[Opening Material provided section]

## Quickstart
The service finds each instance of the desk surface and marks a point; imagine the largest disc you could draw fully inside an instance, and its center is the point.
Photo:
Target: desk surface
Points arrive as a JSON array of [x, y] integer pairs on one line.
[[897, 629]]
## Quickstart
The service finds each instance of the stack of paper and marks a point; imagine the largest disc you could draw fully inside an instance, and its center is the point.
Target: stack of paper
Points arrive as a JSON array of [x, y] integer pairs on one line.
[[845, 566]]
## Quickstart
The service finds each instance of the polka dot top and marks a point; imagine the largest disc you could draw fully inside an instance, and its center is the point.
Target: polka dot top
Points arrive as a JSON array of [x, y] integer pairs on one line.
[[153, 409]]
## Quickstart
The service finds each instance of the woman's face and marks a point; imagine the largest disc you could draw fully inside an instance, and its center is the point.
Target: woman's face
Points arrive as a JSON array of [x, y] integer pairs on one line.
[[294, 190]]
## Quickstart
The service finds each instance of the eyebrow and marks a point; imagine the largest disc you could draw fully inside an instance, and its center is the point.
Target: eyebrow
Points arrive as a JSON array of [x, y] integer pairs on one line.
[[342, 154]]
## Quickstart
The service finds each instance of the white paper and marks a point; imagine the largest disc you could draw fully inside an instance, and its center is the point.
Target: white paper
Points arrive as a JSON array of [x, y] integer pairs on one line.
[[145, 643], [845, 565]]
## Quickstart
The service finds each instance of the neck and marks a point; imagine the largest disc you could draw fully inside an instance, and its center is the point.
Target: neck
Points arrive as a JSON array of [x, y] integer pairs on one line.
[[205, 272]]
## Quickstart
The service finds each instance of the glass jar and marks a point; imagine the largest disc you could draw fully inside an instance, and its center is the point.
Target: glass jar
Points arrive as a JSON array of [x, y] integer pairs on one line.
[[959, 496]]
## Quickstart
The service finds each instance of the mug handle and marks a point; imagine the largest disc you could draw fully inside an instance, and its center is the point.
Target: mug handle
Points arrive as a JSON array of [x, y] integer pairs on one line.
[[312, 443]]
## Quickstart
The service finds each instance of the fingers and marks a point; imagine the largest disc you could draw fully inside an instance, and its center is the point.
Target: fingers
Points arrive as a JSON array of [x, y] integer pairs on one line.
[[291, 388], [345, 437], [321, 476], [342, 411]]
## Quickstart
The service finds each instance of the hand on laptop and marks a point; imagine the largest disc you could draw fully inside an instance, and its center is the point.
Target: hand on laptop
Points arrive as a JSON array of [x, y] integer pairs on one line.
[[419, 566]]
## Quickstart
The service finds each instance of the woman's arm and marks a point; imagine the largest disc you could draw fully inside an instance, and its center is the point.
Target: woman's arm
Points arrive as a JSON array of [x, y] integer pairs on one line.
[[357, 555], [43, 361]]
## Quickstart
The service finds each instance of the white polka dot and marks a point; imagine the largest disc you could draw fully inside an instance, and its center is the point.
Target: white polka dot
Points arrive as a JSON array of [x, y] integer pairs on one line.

[Closing Material provided section]

Required work:
The records above must be retyped in full. Keep each one exactly as it is.

Finished task:
## Quickstart
The service finds each instance of the desk surface and marks a point; imagine the largest disc you could draw fully inside an instance, and its center is the point.
Photo:
Target: desk surface
Points arrive as a JSON array of [x, y] integer pairs on one line.
[[897, 629]]
## Quickstart
The service finds each instance of the stack of paper and marks a point; imagine the largest disc you could draw fully inside an instance, and its center is the point.
Target: stack of paper
Points arrive as a JSON array of [x, y] integer pairs on one line.
[[845, 566]]
## Quickstart
The service finds each instance of the polka dot top and marks a point; imagine the largest disc you could draw fully inside an instance, and its center is the point.
Target: polka dot top
Points arrive as a JSON array of [x, y] integer pairs on one line.
[[153, 409]]
## Quickstart
The service finds each instance of the woman's face and marks a point; imagine the largest disc you could draw fully inside an instance, and its center is the point.
Target: woman's face
Points arrive as a JSON array of [x, y] integer pairs on one line.
[[294, 190]]
## Quickstart
The service finds each instance of the eyebrow and marks a point; imagine the largest disc you could draw fully inside an instance, and its center is the point.
Target: eyebrow
Points arrive as a JSON array of [x, y] integer pairs on one line.
[[342, 154]]
## Quickstart
The service finds each instance of the white paper and marks a point; imagine the largest disc you could draw fully inside an instance, and its center is the point.
Target: white paper
Points arrive as a JSON array of [x, y] integer pairs on one line.
[[145, 643], [845, 565]]
## Quickstart
The service finds each instance of the neck and marks a point; imagine the largest disc you could draw fully inside an instance, and its center is the point.
Target: neck
Points arrive as a JSON array of [x, y] integer pairs on one line.
[[205, 272]]
## Quickstart
The service finds each instance of the glass jar and marks a point; imagine the largest disc you could draw fully inside an instance, and its center is the point.
Target: glass jar
Points arrive as a JSON array of [x, y] integer pairs on one line.
[[959, 496]]
## Quickstart
The service finds each instance of the mug handle and marks a point; imagine the largest disc you could draw fully inside an instance, and its center is the point.
Target: mug handle
Points arrive as a JSON array of [x, y] integer pairs on one line.
[[312, 443]]
## Quickstart
The service finds each instance of the fingers and marks a point; imagine the largest disc you could draw fully inside an instance, and its center is the point.
Target: fingers
Points arrive as a JSON array of [x, y] integer pairs on one line.
[[291, 388], [345, 437], [321, 476], [342, 411]]
## Quickstart
The service finds each instance of the hand on laptop and marks a point; imagine the largest disc you could draw fully inside an instance, and its center is the point.
Target: hand on laptop
Points arrive as a JSON array of [x, y] integer pairs on one line.
[[419, 566]]
## Quickstart
The service finds each instance of the woman's arm and marks a point; imagine the largest disc you could draw fully inside an instance, and its center is the point.
Target: woman's arm
Points arrive as a JSON array of [x, y] integer pairs on one line.
[[357, 555], [43, 361]]
## Quickstart
The service finds each instance of the white polka dot and marks a point; imagine the largest disc you could draw fully inside an instance, and its center is the point.
Target: white polka dot
Points arrive as a JSON array of [x, y] integer pairs on one line.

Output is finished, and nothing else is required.